Output every record below exactly as it appears.

(Stored dataset items)
[Start of Attachment]
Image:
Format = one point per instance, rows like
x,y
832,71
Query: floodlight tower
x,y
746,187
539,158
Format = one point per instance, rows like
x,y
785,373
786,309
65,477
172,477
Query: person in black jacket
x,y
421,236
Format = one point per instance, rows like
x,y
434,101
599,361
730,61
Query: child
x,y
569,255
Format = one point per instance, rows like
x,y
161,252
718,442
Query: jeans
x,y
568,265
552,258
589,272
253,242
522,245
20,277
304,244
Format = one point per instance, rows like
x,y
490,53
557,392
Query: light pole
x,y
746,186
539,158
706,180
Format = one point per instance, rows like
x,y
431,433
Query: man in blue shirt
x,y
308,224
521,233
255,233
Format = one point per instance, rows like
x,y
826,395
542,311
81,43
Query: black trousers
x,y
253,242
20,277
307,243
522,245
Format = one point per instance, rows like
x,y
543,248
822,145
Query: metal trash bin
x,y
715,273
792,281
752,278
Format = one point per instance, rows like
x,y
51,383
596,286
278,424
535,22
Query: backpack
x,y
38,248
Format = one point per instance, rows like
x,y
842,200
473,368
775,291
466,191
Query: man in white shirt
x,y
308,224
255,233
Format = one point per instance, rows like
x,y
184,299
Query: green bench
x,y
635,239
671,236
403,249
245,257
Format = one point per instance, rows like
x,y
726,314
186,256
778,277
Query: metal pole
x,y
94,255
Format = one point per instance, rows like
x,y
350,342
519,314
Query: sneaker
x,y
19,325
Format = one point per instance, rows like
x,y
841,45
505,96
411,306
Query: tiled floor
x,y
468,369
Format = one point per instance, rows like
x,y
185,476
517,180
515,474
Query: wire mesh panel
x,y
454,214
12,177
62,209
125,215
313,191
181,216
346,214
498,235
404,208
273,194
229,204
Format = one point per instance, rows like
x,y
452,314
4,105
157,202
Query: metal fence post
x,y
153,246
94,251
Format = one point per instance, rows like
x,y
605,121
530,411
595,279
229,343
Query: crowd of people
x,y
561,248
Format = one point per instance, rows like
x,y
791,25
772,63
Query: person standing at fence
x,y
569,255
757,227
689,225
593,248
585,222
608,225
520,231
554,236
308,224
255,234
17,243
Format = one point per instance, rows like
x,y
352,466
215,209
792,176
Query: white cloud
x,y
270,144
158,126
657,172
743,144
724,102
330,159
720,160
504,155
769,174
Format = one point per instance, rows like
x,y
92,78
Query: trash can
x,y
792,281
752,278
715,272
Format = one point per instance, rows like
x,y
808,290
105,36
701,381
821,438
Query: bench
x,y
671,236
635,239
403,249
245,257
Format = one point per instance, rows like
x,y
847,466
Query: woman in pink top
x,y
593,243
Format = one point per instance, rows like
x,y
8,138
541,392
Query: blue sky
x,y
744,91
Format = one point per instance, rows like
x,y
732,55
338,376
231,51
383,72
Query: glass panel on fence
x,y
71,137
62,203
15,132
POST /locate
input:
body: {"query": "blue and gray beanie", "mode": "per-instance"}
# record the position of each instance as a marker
[End of Attachment]
◆ **TASK ANSWER**:
Image:
Format = one point per instance, rows like
x,y
832,71
Query: floodlight tower
x,y
746,187
539,158
Format = one point per instance, rows like
x,y
785,373
786,309
65,477
172,477
Query: person in black jacket
x,y
421,236
Format = one point per instance, rows like
x,y
434,101
599,361
730,61
Query: child
x,y
569,255
Format = one point per instance, rows like
x,y
161,252
718,442
Query: jeans
x,y
568,265
552,258
589,272
253,242
522,245
20,277
304,244
Format = one point per instance, rows like
x,y
490,53
557,392
Query: light pole
x,y
746,186
539,158
706,180
Format = one point per instance, rows like
x,y
431,433
Query: man in blue shirt
x,y
308,224
521,233
255,233
Format = one point per instance, rows like
x,y
826,395
542,311
81,43
Query: black trousers
x,y
253,242
20,277
307,243
522,245
Format = one point per instance, rows like
x,y
543,248
822,145
Query: metal trash bin
x,y
715,273
792,281
752,278
Format = one point per instance, rows like
x,y
51,383
596,286
278,424
535,22
Query: backpack
x,y
38,248
Format = one point per instance, rows like
x,y
842,200
473,368
775,291
466,191
Query: man in white shirt
x,y
308,224
255,233
Format = one point per instance, rows like
x,y
184,299
Query: green bench
x,y
635,239
671,236
403,249
245,257
Format = one point per instance, rows like
x,y
726,314
186,256
778,277
Query: metal pole
x,y
94,255
Format = one point per instance, rows like
x,y
350,342
519,314
Query: sneaker
x,y
19,325
Format = one point per instance, rows like
x,y
841,45
505,96
411,306
Query: tiled floor
x,y
468,369
Format = one point per instance, rows like
x,y
185,476
517,180
515,474
Query: wire mesh panel
x,y
454,214
12,177
62,209
125,215
313,191
181,216
346,214
498,235
404,208
273,194
229,204
Format = one point per instance, rows like
x,y
452,314
4,105
157,202
Query: metal fence post
x,y
153,246
94,251
Format = one point per instance, rows like
x,y
605,121
530,411
595,279
229,343
Query: crowd of people
x,y
561,248
Format = one point per instance, rows like
x,y
791,25
772,63
Query: person standing at fence
x,y
569,255
757,227
689,225
593,248
585,222
608,225
520,231
554,236
308,224
255,234
17,243
Format = one point per instance, rows like
x,y
352,466
215,209
792,176
Query: white cloud
x,y
270,144
158,126
657,172
743,144
724,102
330,159
720,160
504,155
769,174
Format = one point per instance, rows like
x,y
92,78
Query: trash can
x,y
792,281
752,278
715,272
Format = one point per instance, rows like
x,y
808,290
105,36
701,381
821,438
Query: bench
x,y
671,236
635,239
403,249
245,257
Format = one point per instance, rows like
x,y
847,466
Query: woman in pink top
x,y
593,243
Format = one point per instance, rows like
x,y
8,138
541,392
Query: blue sky
x,y
744,91
Format = one point per instance, rows like
x,y
732,55
338,376
231,51
383,72
Query: glass panel on fence
x,y
71,137
62,203
15,132
POST /locate
input:
body: {"query": "blue and gray beanie", "mode": "per-instance"}
# record the position of each instance as a marker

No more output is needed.